Could you retype the entries below exactly, omitting every picture?
_ _ _ _ _
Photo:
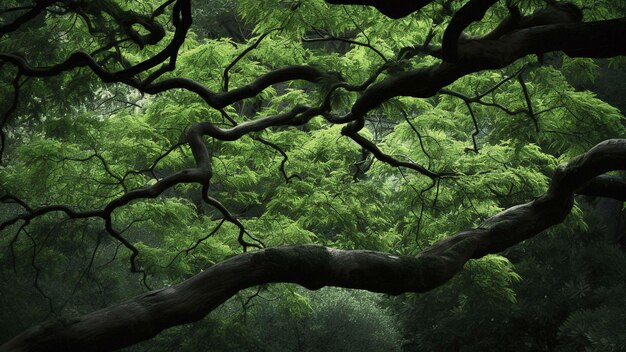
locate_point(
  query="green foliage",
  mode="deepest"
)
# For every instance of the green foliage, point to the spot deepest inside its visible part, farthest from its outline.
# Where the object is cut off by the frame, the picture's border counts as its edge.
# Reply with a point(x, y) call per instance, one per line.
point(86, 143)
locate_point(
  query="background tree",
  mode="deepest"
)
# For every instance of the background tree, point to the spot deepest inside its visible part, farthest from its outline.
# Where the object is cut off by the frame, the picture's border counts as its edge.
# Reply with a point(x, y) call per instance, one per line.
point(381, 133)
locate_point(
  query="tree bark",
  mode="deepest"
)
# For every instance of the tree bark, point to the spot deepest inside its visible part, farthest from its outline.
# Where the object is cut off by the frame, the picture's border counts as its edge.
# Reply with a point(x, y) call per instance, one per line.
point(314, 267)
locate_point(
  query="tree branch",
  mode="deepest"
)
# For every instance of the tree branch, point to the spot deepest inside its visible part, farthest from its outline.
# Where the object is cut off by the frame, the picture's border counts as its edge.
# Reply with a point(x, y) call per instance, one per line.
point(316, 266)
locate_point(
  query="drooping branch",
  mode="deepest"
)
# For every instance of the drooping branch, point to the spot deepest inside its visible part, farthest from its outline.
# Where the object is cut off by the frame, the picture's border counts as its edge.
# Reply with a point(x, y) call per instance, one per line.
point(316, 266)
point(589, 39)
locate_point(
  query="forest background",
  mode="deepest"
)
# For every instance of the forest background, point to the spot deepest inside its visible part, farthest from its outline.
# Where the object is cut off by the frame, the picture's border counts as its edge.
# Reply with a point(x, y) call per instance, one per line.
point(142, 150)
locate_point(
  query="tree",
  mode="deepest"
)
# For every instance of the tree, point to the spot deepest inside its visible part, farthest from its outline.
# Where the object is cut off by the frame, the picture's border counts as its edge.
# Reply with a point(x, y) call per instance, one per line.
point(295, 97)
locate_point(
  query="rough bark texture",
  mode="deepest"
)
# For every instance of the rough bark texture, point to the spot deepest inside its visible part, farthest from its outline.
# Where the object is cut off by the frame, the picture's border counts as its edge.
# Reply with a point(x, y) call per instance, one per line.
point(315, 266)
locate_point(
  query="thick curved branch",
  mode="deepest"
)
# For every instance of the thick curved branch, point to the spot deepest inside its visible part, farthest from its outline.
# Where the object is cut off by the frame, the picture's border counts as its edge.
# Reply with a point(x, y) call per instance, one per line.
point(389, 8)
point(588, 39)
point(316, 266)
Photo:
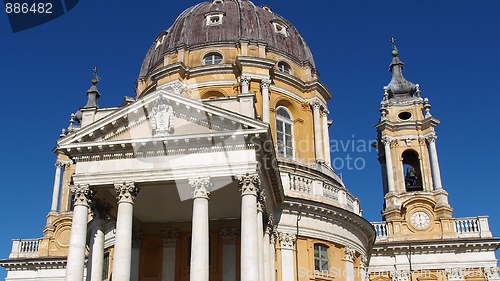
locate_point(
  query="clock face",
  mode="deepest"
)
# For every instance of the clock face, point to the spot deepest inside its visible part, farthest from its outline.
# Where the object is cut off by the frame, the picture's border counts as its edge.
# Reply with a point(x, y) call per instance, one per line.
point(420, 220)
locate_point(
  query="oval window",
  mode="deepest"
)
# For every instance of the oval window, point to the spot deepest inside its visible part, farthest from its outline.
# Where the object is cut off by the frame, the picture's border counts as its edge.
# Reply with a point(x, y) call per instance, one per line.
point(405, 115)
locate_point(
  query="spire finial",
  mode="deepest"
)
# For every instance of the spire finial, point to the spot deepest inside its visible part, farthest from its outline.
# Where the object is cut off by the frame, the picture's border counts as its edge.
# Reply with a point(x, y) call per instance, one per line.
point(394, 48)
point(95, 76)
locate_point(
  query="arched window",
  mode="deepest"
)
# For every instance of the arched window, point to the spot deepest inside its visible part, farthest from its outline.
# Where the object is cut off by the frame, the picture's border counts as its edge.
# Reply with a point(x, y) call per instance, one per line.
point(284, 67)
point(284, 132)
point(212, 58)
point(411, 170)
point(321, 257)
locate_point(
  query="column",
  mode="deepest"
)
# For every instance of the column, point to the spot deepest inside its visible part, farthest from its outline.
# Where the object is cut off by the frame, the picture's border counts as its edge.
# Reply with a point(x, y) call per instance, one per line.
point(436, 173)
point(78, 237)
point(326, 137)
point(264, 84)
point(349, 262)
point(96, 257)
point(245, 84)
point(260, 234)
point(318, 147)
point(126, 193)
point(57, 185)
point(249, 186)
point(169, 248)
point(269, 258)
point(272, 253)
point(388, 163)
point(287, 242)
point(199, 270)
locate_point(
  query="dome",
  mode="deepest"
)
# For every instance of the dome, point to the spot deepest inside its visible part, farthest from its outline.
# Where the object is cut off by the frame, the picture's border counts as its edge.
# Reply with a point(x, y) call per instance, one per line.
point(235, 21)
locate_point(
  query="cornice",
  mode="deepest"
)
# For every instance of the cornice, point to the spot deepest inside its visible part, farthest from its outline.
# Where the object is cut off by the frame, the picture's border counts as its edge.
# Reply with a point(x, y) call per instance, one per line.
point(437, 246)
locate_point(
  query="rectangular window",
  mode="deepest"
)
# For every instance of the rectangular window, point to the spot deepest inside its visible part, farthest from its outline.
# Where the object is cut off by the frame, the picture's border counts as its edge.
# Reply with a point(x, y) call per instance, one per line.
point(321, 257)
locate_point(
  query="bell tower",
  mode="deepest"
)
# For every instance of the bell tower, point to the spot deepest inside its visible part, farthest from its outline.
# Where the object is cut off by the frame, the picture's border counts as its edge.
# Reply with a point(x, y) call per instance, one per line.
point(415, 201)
_ _ _ _ _
> FINISHED TASK
Photo:
locate_point(
  query="green foliage",
  mode="deepest"
)
# For every instance of the green foliage, point to the spot deepest inside its visible part, farthest from its outline.
# Where the object is cut off by the frame, the picture's border counts as its edge.
# Reply with a point(x, y) call per instance, one per line.
point(86, 143)
locate_point(
  query="background tree",
  mode="deepest"
)
# For every instance of the background tree, point to the spot deepest inside its visible part, farthest from its outline.
# Where the object is cut off by the frame, the picture's border counts as its edge.
# Reply with a point(x, y) call per instance, one per line.
point(381, 133)
locate_point(
  query="tree bark",
  mode="deepest"
)
# For every instance of the tree bark, point to the spot deepest inside its visible part, farthest from its outline.
# Where the object is cut off by the frame, the picture's border counts as its edge.
# Reply with a point(x, y) call per instance, one per line.
point(314, 267)
locate_point(
  query="tree branch",
  mode="deepest"
)
# For every instance of the tree branch, point to the spot deepest inside its visible part, farthest from its outline.
# Where the object is cut off by the frame, the picture's border counts as its edge.
# Reply with a point(x, y) call per instance, one per line.
point(316, 266)
locate_point(
  query="drooping branch",
  mode="deepest"
)
# For every instance of the drooping branch, point to the spot deepest inside its visible part, farthest from its outline.
# Where the object is cut off by the frame, the picture's border counts as its edge.
# Reply with a point(x, y) call per instance, one per line.
point(316, 266)
point(589, 39)
locate_point(
  query="forest background",
  mode="deepest"
)
# For every instance of the forest background, point to the spot deepest inside its visible part, farthest from its outline.
# Where the object is cut off by the frame, the picture's border counts as its edge.
# Reply with a point(x, y) call per instance, one per line.
point(142, 150)
locate_point(
  query="tree",
  mode="deepest"
)
# For every instance of the tree, point to the spot deepest inside its visible part, farthest from its outline.
# Where the object is cut off by the frame, the picture's border counts as its edge.
# Reply with a point(x, y) call per instance, one per line.
point(295, 97)
locate_point(
  query="rough bark texture",
  mode="deepest"
)
# For every instance of the rough bark texture, point to the spot deepest inside its visible part, farthest from its outline.
# Where the object is cut off by the frame, the picture's border counts as its edge.
# Reply with a point(x, y) call per instance, one per line.
point(315, 266)
locate_point(
  query="thick curved branch",
  mode="deepest"
)
# For every instance of the thick curved branch, point to the spot deepest inside its visible part, farthest from its outline.
# Where the object is cut off by the frame, the picture's border counts as its edge.
# Reply with a point(x, y) call per instance, one per line.
point(389, 8)
point(588, 39)
point(316, 266)
Photo:
locate_point(
  query="clock face",
  mode="deepest"
)
# For every instance of the clock face, point to the spot deepest inside its visible part, farthest from its outline.
# Where the object is cut off by the frame, the picture's border counts as its edge.
# Reply with a point(x, y) call per instance, one per line.
point(420, 220)
locate_point(
  query="oval window",
  mode="deepest"
)
# For every instance of the oval window, point to the spot deepest inside its visible part, farthest from its outline.
# Where the object is cut off by the frame, the picture's border counts as its edge.
# Reply with a point(x, y) call per instance, one per line.
point(405, 115)
locate_point(
  query="spire finial",
  mode="deepest"
)
# For every instance of the spire finial, point to the spot deepest inside its visible part, farthest from its outline.
# Where the object is cut off by the frame, the picture's border counts as its edge.
# Reply with a point(x, y) call per instance, one per line.
point(394, 48)
point(95, 76)
locate_point(
  query="arched window",
  mode="deepest"
)
# For every instance of the arched window, point to the spot deepest inside its visible part, farthest from its outline.
# Where the object is cut off by the frame, the picture's border counts as its edge.
# Reply with a point(x, y) call per instance, one per line.
point(284, 67)
point(284, 132)
point(212, 58)
point(411, 170)
point(321, 257)
locate_point(
  query="column",
  mode="deepest"
)
# For every instance of the column, point to the spot deepest inside its visible part, farthest from its outline.
# Where the object is cut off by the frame, the picture's border counts as its edge.
# Reply with a point(x, y) call per instance, one per line.
point(436, 173)
point(78, 237)
point(326, 137)
point(264, 84)
point(349, 262)
point(96, 257)
point(245, 84)
point(260, 234)
point(318, 147)
point(126, 193)
point(57, 185)
point(249, 186)
point(169, 248)
point(269, 258)
point(272, 253)
point(388, 163)
point(287, 242)
point(199, 270)
locate_point(
  query="dome",
  mode="deepest"
)
# For every instance of the dome, point to the spot deepest inside its visible part, farthest from its outline.
# Where the object is cut off by the frame, the picture's border counts as its edge.
# Reply with a point(x, y) call per instance, one per line.
point(235, 21)
locate_point(
  query="cornice",
  mode="deepest"
)
# For every instance of the cornice, point to the spot deepest inside its visible part, farthest from its outline.
# Where the object is cut off by the frame, the picture's border counts as its edge.
# Reply with a point(x, y) call per instance, one per line.
point(437, 246)
locate_point(
  query="rectangular window",
  mode="deepest"
)
# For every instance of the rectangular window, point to the spot deepest inside its visible part, farthest from its outline.
# Where the object is cut off by the frame, the picture's border counts as its edge.
# Reply with a point(x, y) call per instance, one per line.
point(321, 257)
locate_point(
  query="bell tower",
  mode="deepest"
)
# For every instance of the bell tower, point to the spot deepest inside its visible part, farthest from its outline.
# Where the object is cut off by the frame, the picture's border counts as its edge.
# Reply with a point(x, y) call per instance, one per line.
point(415, 201)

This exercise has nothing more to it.